Yazılı görev. Kamulaştırmasız el atmaya ilişkin karar metnini hiçbir değişiklik yapmadan, baştan sona kopyalar mısın?

Belge metni.
═══

Logo

5. Hukuk Dairesi2022/13782 E. 2023/4315 K.

Yapay Zeka Özeti

Uyuşmazlık: Kamulaştırmasız el atılan taşınmazın bedelinin tespiti ve dava konusu taşınmazdaki ipotek şerhinin bedelden indirilip indirilmeyeceği hususunda yaşanan uyuşmazlık.

Gerekçe ve Sonuç: Dava konusu taşınmazlardan birinin tapu kaydında ipotek şerhi bulunduğu ve kamulaştırmasız el atma bedelinin tespitinde bu şerhin dikkate alınması gerektiği gözetilerek mahkeme kararının düzeltilerek onanmasına karar verilmiştir.

Karar Metni

"İçtihat Metni"

MAHKEMESİ :Asliye Hukuk Mahkemesi

Taraflar arasındaki kamulaştırmasız el atılan taşınmaz bedelinin tahsiline ve ecrimisile ilişkin davada verilen karar hakkında yapılan temyiz incelemesi sonucunda, Dairece Mahkeme kararının bozulmasına karar verilmiştir.

Mahkemece bozmaya uyularak yeniden yapılan yargılama sonucunda; davanın kısmen kabulüne karar verilmiştir.

Mahkeme kararı davalı idare vekili tarafından temyiz edilmekle; kesinlik, süre, temyiz şartı ve diğer usul eksiklikleri yönünden yapılan ön inceleme sonucunda, temyiz dilekçesinin kabulüne karar verildikten ve Tetkik Hâkimi tarafından hazırlanan rapor dinlendikten sonra dosyadaki belgeler incelenip gereği düşünüldü:

I. DAVA

Davacı vekili dava dilekçesinde özetle; müvekkilinin ... ili, ... ilçesi, ... Mahallesi 1064 ada 49, 84, 86 parsel, 1069 ada 3 parsel, 1070 ada 77, 81, 84, 86, 87, 98 ve 100 parsel sayılı taşınmazların hissedarı olduğunu, taşınmazlara kamulaştırma yapılmaksızın drenaj, sulama kanalı ve servis yolu yapılmak suretiyle fiilen el atıldığını belirterek kamulaştırmasız el atılan taşınmaz bedeli ile ecrimisilin davalı idareden tahsilini talep etmiştir.

═══

Etiketli nokta kayıtları:
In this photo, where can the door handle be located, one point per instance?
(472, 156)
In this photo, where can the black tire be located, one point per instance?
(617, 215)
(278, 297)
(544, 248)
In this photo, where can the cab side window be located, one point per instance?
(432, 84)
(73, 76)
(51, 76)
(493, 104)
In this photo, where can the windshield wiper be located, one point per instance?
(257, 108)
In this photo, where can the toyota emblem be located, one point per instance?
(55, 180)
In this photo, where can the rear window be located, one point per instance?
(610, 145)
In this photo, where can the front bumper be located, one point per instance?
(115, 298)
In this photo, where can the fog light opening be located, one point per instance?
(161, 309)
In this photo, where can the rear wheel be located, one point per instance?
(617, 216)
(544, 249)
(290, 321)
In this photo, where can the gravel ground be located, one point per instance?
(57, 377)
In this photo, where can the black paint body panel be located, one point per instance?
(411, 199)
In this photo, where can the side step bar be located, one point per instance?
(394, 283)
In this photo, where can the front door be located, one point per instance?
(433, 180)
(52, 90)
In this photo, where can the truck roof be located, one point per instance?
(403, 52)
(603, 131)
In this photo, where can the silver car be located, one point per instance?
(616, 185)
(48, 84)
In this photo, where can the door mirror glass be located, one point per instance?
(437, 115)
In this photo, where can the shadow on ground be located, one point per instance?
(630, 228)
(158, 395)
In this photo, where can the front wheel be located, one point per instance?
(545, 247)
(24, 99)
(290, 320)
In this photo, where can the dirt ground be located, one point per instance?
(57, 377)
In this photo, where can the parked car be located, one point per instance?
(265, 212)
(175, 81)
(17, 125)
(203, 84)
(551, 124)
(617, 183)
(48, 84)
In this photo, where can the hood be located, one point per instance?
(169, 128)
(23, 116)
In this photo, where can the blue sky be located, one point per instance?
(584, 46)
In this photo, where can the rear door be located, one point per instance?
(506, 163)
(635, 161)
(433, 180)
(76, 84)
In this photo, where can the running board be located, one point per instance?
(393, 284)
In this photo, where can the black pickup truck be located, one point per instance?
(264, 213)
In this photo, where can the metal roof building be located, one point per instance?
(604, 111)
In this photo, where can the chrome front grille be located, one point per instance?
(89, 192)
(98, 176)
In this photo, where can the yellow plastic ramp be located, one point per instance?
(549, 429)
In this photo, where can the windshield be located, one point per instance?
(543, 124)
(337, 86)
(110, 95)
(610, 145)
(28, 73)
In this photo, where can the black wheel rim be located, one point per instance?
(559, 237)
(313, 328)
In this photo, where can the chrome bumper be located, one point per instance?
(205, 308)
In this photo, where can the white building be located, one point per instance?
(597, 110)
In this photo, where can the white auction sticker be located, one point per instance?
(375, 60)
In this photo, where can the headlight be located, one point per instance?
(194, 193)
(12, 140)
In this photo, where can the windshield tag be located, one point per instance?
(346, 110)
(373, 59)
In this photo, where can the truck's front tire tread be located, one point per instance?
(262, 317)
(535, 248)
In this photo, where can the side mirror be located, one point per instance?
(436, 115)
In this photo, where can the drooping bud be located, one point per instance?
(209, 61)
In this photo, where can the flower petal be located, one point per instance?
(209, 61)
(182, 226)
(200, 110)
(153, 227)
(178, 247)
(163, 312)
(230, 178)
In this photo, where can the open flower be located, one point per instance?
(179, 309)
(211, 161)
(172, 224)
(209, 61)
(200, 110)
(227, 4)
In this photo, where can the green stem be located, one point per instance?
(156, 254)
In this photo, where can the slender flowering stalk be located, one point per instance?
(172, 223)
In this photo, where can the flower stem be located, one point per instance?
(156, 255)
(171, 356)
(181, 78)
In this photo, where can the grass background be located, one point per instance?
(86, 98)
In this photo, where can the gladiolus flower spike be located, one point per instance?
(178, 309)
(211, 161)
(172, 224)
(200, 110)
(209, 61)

═══

Çözüm.
Logo

5. Hukuk Dairesi2022/13782 E. 2023/4315 K.

Yapay Zeka Özeti

Uyuşmazlık: Kamulaştırmasız el atılan taşınmazın bedelinin tespiti ve dava konusu taşınmazdaki ipotek şerhinin bedelden indirilip indirilmeyeceği hususunda yaşanan uyuşmazlık.

Gerekçe ve Sonuç: Dava konusu taşınmazlardan birinin tapu kaydında ipotek şerhi bulunduğu ve kamulaştırmasız el atma bedelinin tespitinde bu şerhin dikkate alınması gerektiği gözetilerek mahkeme kararının düzeltilerek onanmasına karar verilmiştir.

Karar Metni

"İçtihat Metni"

MAHKEMESİ :Asliye Hukuk Mahkemesi

Taraflar arasındaki kamulaştırmasız el atılan taşınmaz bedelinin tahsiline ve ecrimisile ilişkin davada verilen karar hakkında yapılan temyiz incelemesi sonucunda, Dairece Mahkeme kararının bozulmasına karar verilmiştir.

Mahkemece bozmaya uyularak yeniden yapılan yargılama sonucunda; davanın kısmen kabulüne karar verilmiştir.

Mahkeme kararı davalı idare vekili tarafından temyiz edilmekle; kesinlik, süre, temyiz şartı ve diğer usul eksiklikleri yönünden yapılan ön inceleme sonucunda, temyiz dilekçesinin kabulüne karar verildikten ve Tetkik Hâkimi tarafından hazırlanan rapor dinlendikten sonra dosyadaki belgeler incelenip gereği düşünüldü:

I. DAVA

Davacı vekili dava dilekçesinde özetle; müvekkilinin ... ili, ... ilçesi, ... Mahallesi 1064 ada 49, 84, 86 parsel, 1069 ada 3 parsel, 1070 ada 77, 81, 84, 86, 87, 98 ve 100 parsel sayılı taşınmazların hissedarı olduğunu, taşınmazlara kamulaştırma yapılmaksızın drenaj, sulama kanalı ve servis yolu yapılmak suretiyle fiilen el atıldığını belirterek kamulaştırmasız el atılan taşınmaz bedeli ile ecrimisilin davalı idareden tahsilini talep etmiştir.